== GOAL ==
Please find each line in the entries that contains the word "noun" and copy those lines.

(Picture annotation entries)
###

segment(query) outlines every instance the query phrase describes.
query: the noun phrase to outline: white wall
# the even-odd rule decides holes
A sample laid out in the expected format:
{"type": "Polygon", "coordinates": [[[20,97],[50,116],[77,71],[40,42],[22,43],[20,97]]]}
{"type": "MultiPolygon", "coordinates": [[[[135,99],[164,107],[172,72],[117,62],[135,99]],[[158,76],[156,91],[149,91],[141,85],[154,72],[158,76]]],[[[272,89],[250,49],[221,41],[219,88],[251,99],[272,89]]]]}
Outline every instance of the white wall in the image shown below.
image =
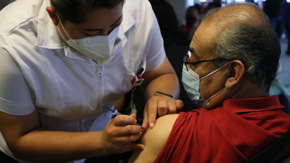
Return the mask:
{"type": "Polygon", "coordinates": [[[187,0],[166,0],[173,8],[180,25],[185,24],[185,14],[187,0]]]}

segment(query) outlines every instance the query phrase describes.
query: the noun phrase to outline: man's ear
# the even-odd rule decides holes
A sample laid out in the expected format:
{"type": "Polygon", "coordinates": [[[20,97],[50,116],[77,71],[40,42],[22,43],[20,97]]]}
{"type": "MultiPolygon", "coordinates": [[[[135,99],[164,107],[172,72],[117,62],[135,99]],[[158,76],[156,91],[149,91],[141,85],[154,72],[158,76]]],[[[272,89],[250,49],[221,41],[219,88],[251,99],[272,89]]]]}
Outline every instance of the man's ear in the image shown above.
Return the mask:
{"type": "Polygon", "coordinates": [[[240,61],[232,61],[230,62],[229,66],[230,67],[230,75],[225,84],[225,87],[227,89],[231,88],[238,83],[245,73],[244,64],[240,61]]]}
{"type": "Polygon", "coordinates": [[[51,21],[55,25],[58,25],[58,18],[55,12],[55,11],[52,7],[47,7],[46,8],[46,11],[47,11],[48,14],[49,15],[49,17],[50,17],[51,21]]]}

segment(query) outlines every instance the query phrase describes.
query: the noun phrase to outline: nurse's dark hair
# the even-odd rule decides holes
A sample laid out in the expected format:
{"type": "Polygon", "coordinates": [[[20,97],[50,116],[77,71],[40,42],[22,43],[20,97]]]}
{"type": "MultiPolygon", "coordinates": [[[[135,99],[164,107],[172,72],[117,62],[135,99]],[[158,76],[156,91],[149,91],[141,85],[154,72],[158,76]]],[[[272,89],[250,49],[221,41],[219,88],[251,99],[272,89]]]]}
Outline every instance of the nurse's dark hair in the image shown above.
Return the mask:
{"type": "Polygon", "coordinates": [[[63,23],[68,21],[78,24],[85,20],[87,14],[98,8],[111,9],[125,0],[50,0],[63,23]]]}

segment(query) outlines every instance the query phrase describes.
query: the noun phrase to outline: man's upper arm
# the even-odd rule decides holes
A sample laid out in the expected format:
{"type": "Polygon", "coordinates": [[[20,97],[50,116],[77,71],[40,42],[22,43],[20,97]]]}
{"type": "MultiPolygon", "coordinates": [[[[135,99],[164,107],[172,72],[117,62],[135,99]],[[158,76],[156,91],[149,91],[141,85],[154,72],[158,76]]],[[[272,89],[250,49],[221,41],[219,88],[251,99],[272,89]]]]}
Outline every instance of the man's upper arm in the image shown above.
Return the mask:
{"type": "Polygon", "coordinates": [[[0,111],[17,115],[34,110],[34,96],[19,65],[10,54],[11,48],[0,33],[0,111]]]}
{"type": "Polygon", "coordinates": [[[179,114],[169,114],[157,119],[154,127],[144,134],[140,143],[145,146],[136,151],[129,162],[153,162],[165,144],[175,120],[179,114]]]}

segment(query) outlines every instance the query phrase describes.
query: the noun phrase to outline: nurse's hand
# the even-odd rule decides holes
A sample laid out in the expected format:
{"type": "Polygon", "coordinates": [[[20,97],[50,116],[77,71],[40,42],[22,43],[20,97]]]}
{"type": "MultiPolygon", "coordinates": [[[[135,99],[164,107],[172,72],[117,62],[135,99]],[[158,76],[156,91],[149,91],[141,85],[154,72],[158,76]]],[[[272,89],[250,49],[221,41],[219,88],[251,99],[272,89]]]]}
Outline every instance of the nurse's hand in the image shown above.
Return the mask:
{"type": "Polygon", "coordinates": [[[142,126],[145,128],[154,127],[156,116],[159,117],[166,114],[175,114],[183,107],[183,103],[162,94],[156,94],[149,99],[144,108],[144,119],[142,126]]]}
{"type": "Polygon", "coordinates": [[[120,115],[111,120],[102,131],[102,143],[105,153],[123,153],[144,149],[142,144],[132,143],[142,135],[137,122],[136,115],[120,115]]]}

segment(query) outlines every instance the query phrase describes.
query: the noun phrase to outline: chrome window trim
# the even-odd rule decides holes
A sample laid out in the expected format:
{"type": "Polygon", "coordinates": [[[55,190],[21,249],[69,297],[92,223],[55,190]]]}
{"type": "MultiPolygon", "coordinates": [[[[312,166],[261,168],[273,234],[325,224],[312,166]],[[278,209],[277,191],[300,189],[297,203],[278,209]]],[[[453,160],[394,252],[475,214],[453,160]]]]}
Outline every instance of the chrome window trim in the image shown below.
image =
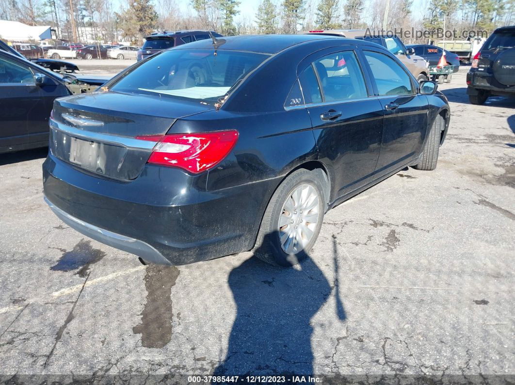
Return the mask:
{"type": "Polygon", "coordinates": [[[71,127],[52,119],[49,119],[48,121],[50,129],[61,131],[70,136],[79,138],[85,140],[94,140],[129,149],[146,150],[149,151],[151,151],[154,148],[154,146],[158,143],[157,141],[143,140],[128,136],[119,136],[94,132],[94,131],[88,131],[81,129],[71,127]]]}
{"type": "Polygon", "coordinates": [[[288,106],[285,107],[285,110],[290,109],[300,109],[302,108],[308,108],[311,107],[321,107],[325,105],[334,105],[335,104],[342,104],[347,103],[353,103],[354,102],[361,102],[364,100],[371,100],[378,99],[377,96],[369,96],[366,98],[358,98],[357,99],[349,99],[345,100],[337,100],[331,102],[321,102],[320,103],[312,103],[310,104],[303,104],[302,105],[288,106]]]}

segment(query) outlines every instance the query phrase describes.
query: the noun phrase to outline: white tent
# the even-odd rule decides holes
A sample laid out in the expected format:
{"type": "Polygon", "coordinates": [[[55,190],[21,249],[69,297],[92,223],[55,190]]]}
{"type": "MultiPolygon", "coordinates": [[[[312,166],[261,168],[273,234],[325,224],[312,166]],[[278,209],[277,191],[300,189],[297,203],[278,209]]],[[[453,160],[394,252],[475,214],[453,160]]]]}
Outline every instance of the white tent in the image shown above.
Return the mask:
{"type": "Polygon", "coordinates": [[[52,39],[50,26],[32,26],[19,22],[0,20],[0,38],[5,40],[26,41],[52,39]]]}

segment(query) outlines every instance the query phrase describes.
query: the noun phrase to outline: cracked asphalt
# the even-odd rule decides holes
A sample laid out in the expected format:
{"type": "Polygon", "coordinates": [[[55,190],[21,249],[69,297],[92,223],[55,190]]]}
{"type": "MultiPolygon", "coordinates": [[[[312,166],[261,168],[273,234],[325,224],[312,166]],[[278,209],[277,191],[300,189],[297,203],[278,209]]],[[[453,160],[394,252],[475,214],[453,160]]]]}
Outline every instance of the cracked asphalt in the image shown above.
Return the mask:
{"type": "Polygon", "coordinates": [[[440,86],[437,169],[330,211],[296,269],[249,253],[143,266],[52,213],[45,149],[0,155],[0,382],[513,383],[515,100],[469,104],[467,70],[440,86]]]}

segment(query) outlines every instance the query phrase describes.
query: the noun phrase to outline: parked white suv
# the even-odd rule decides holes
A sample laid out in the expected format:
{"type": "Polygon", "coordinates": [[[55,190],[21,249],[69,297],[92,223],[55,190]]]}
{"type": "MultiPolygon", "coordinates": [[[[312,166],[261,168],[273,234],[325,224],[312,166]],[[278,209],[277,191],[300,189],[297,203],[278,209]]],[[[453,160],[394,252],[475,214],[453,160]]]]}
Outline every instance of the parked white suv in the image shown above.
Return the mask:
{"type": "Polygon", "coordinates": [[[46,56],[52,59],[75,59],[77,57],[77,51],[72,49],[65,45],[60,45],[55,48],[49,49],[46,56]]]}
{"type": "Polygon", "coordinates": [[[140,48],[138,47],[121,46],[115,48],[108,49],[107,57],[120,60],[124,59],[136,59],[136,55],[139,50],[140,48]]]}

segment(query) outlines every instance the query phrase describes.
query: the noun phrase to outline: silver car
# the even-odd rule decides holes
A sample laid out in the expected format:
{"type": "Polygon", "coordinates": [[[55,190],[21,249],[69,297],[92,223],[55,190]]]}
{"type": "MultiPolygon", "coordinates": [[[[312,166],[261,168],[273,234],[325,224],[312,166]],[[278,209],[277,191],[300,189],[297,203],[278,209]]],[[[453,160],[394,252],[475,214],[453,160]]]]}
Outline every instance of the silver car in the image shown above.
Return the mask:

###

== THE ANSWER ==
query: the noun phrase to outline: white wall
query: the noun phrase to outline: man's ear
query: the noun phrase to outline: nurse's dark hair
query: the noun phrase to outline: man's upper arm
query: the noun phrase to outline: nurse's hand
query: the noun phrase to outline: chrome window trim
query: the noun phrase to outline: white tent
query: the noun phrase to outline: cracked asphalt
query: the noun phrase to outline: parked white suv
query: the noun phrase to outline: silver car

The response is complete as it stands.